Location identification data
* * *

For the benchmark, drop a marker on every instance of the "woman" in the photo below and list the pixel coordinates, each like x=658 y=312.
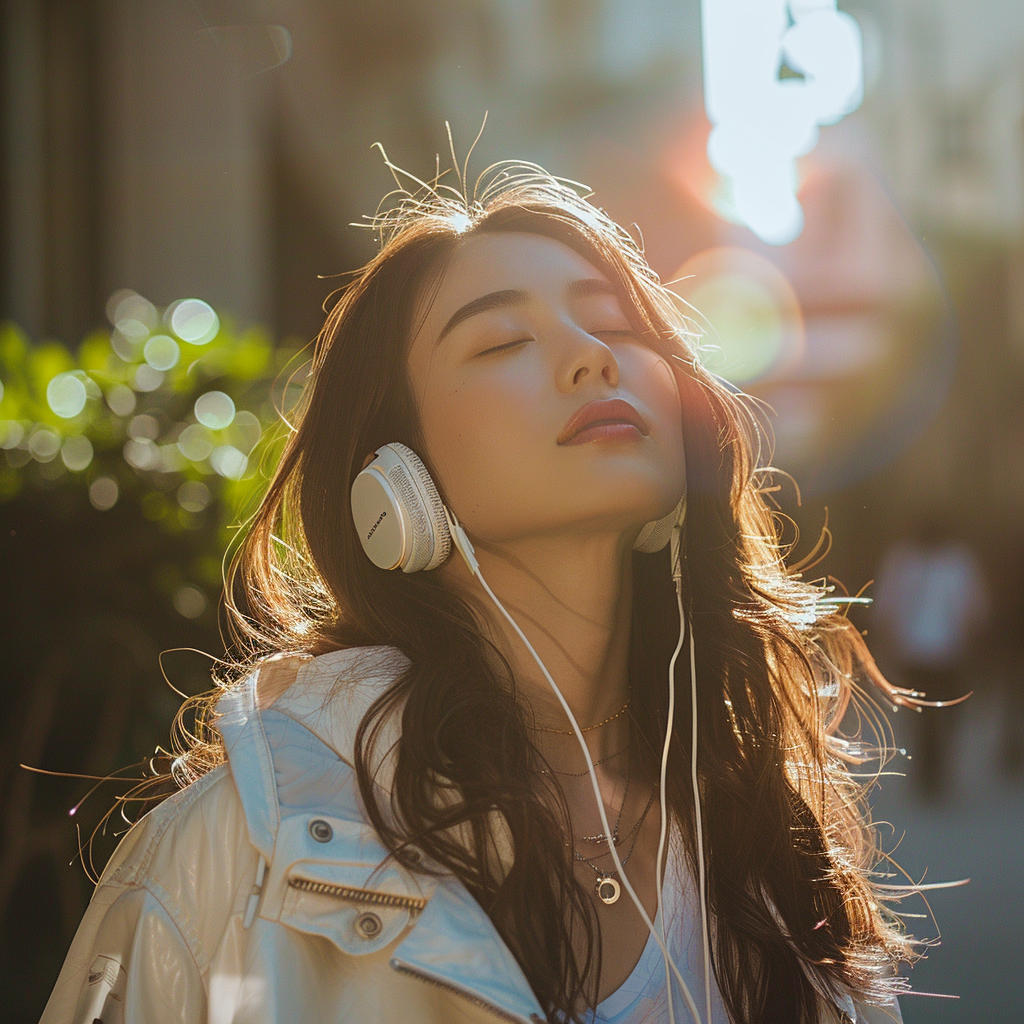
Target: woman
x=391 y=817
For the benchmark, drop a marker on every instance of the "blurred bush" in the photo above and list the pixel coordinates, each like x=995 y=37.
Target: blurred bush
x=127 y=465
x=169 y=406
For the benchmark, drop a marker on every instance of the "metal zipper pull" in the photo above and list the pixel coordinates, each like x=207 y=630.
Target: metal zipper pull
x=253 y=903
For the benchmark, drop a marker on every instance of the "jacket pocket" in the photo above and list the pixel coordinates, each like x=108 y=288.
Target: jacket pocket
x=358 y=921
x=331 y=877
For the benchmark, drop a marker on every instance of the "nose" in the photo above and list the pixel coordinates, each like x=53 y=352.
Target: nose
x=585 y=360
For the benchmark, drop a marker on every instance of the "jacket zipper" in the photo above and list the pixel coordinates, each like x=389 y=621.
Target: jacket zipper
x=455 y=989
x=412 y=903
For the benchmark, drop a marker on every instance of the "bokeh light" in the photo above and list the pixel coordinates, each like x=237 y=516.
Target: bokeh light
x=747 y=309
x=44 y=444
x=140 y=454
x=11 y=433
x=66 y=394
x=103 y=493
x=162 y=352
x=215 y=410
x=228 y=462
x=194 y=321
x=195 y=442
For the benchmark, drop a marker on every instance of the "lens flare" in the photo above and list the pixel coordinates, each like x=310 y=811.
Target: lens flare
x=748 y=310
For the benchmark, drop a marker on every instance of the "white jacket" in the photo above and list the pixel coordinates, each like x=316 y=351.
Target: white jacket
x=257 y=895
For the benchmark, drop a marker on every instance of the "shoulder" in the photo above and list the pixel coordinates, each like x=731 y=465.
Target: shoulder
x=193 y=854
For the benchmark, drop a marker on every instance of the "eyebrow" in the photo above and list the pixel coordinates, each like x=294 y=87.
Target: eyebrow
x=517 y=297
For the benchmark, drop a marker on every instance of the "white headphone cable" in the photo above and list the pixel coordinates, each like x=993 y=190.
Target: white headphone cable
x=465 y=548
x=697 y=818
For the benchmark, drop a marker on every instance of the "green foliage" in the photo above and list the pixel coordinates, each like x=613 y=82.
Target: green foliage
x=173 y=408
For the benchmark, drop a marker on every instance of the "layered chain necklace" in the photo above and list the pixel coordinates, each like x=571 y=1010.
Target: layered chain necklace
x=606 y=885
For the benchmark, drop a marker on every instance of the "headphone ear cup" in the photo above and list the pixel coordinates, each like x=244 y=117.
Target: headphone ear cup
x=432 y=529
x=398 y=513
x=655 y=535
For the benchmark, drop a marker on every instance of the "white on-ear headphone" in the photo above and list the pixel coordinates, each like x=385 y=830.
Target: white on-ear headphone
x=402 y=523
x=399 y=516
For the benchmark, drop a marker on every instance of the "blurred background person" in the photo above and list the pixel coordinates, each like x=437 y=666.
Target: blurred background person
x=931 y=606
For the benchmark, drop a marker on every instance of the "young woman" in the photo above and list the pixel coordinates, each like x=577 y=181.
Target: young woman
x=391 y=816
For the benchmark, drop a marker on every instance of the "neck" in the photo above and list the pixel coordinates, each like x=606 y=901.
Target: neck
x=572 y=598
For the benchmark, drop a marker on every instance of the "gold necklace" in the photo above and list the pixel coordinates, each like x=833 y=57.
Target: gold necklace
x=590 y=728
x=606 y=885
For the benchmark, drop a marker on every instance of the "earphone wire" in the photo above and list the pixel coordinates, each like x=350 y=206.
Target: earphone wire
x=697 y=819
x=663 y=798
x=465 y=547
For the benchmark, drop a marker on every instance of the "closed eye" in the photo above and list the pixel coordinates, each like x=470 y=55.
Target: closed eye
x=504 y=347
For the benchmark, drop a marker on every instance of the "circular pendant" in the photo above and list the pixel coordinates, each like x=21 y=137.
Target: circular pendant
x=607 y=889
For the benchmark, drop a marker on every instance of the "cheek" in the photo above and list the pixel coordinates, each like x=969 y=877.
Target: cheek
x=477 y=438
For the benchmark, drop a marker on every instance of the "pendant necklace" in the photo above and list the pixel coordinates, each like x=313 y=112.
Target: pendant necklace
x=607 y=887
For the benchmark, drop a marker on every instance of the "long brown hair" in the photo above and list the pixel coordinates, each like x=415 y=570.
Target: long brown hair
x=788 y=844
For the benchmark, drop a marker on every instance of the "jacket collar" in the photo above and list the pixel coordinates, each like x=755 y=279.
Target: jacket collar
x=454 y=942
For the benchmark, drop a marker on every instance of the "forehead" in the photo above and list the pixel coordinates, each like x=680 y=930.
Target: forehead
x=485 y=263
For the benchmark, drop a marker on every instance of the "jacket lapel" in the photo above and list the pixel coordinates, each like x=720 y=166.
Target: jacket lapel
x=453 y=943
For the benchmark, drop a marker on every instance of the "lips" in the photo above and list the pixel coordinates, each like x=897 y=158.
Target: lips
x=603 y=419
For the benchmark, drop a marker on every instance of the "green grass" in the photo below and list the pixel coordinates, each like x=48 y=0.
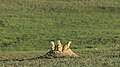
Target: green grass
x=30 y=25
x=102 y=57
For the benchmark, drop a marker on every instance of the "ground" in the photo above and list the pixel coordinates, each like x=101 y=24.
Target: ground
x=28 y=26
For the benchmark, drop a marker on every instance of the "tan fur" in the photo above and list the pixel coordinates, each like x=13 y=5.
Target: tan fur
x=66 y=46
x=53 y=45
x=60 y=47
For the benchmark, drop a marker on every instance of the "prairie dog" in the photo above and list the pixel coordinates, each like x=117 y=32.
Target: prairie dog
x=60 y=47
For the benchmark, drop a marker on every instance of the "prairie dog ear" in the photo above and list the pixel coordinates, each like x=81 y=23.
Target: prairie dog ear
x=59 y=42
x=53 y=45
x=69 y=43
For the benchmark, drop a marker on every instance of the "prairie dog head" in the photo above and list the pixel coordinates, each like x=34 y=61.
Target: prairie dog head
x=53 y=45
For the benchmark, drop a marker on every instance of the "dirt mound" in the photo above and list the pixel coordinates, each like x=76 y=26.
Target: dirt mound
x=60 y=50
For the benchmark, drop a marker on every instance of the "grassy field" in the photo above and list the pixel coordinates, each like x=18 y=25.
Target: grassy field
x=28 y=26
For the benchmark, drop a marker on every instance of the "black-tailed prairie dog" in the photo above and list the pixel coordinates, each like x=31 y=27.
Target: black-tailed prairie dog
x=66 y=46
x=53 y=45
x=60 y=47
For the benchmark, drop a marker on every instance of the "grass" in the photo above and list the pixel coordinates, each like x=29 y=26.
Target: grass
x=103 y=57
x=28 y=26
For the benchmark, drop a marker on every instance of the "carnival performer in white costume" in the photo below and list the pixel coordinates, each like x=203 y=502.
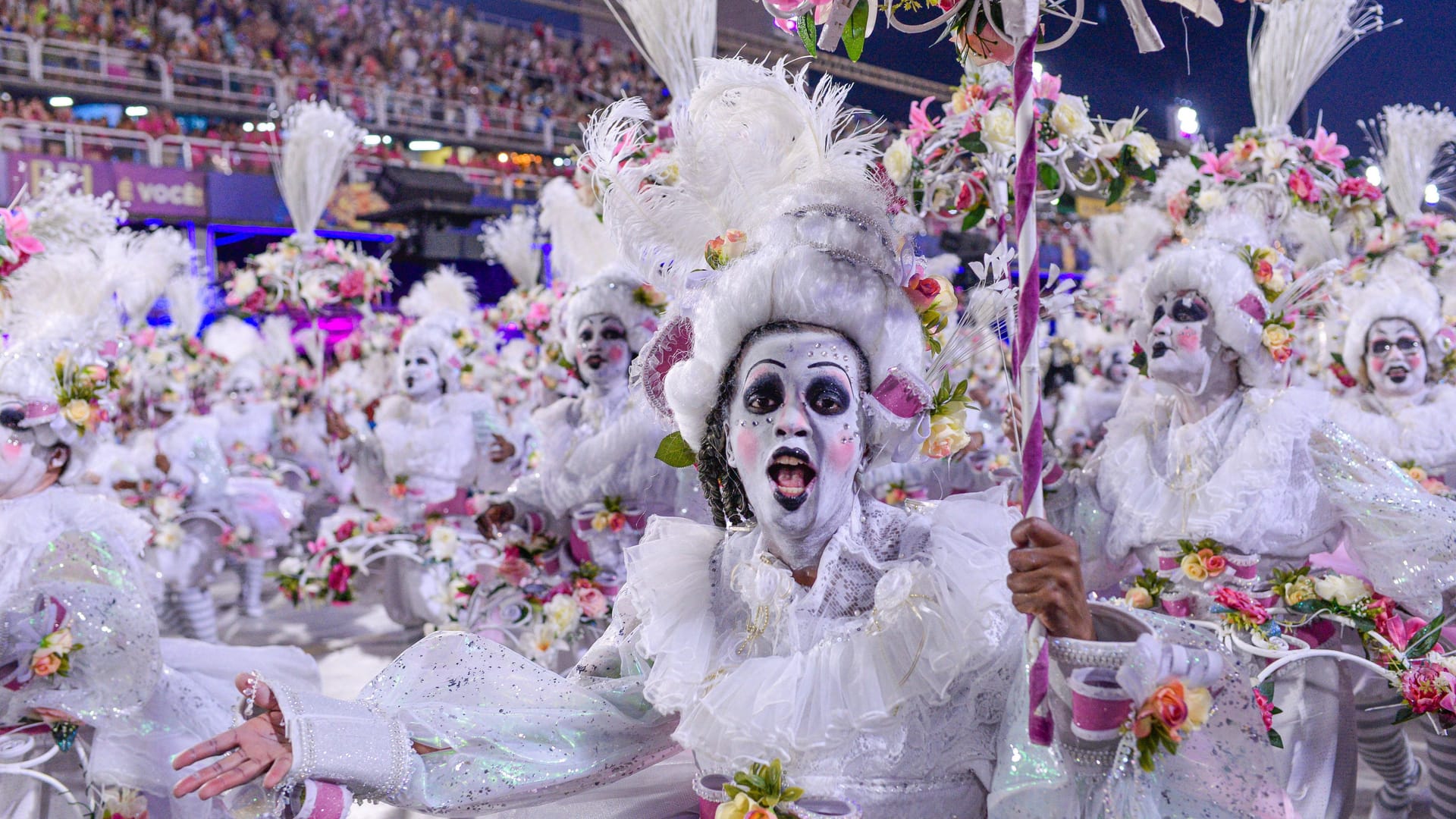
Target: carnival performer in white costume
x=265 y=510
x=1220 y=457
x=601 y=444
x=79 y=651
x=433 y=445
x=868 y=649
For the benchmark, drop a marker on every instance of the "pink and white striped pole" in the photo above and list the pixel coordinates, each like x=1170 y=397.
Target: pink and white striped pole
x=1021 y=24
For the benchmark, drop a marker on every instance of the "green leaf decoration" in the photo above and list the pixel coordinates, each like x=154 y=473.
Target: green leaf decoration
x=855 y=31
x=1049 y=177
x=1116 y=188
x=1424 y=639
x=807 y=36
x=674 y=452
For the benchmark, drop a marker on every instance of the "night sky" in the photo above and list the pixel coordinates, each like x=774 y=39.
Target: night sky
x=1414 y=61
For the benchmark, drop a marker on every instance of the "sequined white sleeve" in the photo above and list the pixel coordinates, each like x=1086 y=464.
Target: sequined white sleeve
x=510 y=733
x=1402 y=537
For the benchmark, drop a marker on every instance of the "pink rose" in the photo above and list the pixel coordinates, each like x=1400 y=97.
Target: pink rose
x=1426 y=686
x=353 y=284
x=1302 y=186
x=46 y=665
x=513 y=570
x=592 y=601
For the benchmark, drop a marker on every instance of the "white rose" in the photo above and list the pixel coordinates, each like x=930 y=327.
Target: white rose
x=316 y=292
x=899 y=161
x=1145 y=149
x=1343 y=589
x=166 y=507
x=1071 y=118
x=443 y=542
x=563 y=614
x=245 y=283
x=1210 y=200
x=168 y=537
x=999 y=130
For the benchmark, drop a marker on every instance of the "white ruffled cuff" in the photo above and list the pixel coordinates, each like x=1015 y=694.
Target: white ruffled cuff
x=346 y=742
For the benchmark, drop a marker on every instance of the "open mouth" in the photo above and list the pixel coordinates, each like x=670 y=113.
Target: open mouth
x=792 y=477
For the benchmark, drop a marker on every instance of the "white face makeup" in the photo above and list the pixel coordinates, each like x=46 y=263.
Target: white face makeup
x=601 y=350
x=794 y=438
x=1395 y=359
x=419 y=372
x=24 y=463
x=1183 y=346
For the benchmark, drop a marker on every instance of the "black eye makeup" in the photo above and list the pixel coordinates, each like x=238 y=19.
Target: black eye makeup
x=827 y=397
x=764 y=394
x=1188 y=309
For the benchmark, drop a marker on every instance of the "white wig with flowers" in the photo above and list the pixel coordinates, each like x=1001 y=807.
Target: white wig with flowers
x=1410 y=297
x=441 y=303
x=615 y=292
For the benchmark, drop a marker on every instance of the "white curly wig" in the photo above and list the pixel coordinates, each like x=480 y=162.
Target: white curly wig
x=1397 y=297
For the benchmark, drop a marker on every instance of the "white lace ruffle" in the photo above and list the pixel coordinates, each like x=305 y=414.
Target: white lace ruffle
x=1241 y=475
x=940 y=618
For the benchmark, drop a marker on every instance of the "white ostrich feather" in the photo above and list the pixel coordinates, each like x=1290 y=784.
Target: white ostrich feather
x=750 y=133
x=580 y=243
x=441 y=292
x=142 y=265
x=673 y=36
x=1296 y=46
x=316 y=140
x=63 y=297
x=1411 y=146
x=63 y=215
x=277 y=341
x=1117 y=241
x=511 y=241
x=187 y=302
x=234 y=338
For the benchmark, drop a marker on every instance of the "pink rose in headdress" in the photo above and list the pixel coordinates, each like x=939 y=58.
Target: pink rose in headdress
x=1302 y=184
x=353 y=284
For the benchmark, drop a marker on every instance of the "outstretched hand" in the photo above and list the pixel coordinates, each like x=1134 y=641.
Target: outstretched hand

* * *

_STATED EXERCISE_. Output the data above exactly, starting at its first line and going on through the line that contains "x=169 y=406". Leave the pictures out of your answer.

_REPLY_.
For the benchmark, drop a marker on every instance of the "woman" in the photo below and list the pixel coordinates, each like x=658 y=312.
Target: woman
x=391 y=817
For the benchmark, drop a marker on every instance of the "blurred bush" in the photo above and list the pixel coordinates, each like x=995 y=37.
Target: blurred bush
x=127 y=465
x=169 y=406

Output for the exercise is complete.